§ **EXCERPTED DATA**
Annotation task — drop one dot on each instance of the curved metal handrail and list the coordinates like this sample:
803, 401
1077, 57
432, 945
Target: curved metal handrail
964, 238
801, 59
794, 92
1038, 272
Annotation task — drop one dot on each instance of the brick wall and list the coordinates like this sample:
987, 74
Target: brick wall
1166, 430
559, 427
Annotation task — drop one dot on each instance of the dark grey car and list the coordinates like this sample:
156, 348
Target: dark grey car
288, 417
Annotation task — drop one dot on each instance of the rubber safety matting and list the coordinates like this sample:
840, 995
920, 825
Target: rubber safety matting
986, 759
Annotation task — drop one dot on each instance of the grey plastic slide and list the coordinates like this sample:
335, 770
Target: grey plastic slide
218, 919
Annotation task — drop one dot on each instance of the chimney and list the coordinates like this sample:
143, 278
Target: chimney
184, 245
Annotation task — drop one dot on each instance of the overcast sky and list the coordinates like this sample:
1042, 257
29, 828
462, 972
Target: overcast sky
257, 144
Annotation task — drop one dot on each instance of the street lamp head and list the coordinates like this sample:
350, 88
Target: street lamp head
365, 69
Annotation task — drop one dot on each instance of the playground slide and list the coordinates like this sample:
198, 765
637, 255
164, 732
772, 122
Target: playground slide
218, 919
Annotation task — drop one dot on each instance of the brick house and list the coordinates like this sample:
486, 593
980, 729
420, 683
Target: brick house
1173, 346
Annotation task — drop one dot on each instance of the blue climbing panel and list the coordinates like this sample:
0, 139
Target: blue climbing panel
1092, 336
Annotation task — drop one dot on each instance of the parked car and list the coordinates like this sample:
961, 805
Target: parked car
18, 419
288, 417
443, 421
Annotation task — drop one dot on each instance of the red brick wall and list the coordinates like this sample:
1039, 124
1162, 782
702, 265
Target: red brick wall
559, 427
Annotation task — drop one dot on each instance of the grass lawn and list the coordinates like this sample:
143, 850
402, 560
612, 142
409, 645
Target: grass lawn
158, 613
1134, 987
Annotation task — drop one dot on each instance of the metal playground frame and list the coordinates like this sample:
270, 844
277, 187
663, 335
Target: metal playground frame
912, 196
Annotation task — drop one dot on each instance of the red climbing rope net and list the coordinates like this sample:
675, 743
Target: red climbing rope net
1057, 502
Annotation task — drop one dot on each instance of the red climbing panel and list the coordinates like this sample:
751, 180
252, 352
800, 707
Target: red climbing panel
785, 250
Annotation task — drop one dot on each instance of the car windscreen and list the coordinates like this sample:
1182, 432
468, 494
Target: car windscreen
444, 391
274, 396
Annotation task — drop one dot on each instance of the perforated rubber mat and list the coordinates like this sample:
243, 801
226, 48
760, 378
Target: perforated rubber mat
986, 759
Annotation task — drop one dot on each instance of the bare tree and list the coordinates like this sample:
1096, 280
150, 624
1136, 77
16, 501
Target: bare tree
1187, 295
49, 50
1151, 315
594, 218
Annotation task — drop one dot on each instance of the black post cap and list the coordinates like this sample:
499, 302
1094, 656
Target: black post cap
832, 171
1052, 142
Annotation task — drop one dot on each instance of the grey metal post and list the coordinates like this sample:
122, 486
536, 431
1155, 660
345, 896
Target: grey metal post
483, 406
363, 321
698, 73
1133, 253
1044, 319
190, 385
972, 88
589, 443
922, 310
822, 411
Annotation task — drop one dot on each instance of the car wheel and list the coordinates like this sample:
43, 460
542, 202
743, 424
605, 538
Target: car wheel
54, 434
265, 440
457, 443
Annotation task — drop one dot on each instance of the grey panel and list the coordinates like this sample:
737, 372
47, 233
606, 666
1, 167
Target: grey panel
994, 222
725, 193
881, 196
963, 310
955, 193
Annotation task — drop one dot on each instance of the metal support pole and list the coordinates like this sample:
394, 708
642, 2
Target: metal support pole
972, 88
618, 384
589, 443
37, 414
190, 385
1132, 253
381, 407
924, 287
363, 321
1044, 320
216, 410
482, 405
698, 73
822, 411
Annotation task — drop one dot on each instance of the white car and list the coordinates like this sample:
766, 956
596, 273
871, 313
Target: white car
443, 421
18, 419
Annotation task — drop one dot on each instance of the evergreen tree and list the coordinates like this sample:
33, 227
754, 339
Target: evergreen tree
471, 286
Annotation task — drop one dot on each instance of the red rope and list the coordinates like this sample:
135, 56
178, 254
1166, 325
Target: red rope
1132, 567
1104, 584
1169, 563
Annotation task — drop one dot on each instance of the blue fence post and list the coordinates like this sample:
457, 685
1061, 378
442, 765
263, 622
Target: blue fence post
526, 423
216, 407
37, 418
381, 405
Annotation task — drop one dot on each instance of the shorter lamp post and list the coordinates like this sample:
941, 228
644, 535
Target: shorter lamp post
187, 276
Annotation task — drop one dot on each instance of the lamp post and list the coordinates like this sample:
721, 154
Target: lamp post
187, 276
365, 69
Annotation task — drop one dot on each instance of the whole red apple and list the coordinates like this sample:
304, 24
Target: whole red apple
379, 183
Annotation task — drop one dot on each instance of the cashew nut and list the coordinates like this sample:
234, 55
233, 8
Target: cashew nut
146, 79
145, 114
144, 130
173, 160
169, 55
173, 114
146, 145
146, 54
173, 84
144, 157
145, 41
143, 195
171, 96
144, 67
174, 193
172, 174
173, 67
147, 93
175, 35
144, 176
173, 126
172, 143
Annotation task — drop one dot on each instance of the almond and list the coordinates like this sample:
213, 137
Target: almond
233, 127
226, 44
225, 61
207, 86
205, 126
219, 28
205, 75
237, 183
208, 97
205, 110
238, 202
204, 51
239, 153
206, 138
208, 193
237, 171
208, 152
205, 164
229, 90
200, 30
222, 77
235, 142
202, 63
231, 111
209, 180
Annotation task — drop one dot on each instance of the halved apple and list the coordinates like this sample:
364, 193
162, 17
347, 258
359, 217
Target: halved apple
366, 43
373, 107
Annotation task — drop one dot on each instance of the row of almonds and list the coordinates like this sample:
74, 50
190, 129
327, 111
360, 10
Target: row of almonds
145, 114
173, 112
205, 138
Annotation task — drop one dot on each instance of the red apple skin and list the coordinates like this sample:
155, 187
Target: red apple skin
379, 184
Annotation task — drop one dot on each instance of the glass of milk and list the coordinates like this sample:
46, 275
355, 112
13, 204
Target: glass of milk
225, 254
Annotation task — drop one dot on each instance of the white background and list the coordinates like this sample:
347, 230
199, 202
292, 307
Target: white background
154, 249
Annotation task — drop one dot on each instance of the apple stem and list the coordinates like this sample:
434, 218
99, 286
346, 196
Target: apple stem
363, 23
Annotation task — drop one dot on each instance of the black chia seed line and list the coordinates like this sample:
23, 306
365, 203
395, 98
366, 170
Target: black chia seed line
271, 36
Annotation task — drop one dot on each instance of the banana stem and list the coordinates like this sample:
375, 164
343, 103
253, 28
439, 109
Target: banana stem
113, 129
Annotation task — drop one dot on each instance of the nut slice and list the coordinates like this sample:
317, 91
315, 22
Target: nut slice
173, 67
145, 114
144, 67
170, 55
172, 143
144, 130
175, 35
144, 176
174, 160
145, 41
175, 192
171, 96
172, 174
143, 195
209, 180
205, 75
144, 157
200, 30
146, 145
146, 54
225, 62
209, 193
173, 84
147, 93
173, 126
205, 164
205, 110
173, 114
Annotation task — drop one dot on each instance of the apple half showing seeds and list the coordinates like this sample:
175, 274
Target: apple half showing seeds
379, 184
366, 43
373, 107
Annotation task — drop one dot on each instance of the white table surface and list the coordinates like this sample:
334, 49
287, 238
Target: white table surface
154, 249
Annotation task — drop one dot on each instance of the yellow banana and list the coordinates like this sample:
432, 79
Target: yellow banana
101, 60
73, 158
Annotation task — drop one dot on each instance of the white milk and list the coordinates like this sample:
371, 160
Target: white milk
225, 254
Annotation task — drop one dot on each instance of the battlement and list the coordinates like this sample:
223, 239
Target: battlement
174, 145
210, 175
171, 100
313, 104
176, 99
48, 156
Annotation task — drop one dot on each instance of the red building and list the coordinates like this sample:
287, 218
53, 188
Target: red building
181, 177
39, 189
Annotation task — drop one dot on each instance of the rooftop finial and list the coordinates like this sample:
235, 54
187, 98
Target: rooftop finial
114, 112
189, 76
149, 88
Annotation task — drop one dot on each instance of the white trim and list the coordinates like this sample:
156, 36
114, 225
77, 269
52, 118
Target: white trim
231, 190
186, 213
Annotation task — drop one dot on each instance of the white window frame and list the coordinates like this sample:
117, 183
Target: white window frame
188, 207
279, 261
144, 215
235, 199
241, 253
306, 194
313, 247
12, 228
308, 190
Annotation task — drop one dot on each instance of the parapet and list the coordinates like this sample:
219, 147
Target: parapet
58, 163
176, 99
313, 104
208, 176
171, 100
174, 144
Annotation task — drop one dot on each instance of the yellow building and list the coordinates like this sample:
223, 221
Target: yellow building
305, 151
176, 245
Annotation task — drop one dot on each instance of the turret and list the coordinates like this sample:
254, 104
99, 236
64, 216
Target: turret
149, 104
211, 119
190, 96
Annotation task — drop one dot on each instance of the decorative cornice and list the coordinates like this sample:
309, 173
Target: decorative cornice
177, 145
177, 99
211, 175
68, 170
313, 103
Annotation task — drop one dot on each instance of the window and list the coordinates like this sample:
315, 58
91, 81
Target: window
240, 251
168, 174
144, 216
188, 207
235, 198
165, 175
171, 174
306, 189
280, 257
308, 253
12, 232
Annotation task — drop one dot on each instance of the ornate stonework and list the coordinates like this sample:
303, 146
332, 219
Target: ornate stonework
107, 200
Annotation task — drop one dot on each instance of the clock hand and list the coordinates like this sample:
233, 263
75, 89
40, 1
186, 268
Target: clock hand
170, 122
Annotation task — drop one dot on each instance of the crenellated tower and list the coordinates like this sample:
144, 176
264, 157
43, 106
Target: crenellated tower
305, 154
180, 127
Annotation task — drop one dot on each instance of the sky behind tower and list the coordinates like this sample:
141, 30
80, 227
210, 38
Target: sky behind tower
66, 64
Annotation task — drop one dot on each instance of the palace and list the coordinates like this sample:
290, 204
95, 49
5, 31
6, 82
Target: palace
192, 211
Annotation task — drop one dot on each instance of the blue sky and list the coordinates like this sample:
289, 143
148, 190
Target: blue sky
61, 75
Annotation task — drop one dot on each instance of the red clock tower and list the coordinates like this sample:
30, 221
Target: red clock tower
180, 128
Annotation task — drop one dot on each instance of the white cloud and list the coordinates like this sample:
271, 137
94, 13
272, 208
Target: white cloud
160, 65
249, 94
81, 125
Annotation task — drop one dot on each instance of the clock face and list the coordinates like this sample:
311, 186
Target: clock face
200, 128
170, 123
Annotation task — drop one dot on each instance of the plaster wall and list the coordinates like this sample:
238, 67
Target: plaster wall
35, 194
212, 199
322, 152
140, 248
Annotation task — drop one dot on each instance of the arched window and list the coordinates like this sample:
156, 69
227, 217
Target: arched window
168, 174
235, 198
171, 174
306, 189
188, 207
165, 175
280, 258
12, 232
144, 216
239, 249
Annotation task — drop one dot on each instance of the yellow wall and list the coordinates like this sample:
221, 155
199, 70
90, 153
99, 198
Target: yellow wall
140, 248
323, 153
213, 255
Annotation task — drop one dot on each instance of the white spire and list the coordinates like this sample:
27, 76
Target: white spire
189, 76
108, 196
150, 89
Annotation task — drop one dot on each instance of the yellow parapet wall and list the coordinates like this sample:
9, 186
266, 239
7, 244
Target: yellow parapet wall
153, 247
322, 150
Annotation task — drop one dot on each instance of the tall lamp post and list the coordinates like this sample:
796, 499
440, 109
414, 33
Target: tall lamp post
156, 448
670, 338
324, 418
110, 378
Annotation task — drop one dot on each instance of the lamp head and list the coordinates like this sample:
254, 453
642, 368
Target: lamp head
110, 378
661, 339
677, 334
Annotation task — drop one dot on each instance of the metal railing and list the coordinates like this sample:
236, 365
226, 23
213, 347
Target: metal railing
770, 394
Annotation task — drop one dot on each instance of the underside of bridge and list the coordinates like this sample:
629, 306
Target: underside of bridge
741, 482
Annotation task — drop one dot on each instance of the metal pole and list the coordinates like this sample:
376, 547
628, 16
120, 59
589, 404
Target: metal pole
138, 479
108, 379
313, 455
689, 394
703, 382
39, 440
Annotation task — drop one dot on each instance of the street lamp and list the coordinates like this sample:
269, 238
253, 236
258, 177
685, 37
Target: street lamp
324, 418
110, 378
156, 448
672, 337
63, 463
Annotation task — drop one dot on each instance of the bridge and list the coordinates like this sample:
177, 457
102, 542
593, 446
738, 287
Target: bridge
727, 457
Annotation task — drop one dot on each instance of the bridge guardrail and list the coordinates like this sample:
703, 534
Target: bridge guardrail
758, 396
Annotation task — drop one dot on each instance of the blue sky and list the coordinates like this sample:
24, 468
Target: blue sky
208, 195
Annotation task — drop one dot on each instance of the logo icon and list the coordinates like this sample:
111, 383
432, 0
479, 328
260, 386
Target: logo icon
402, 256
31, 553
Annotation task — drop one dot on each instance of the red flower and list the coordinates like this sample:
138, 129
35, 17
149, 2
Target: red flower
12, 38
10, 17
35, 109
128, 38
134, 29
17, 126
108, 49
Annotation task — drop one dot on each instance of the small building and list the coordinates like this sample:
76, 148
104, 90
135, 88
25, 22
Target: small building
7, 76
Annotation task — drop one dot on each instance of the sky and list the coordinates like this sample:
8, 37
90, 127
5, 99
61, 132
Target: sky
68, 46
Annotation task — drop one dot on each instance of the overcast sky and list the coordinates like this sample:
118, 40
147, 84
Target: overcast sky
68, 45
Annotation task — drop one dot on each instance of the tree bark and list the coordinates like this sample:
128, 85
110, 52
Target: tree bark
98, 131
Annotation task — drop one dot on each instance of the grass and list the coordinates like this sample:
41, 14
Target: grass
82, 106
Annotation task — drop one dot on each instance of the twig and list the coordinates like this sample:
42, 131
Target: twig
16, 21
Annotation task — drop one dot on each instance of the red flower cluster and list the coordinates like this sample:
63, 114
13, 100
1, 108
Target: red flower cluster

§ **WHAT IS BEING ASKED**
Filter the records for the string "cluster" and copy every line that holds it.

§ **RESULT OF THE EXERCISE**
Annotation task — drop one dot on each instance of the red flower cluster and list the coordinates like this sample:
Target: red flower cluster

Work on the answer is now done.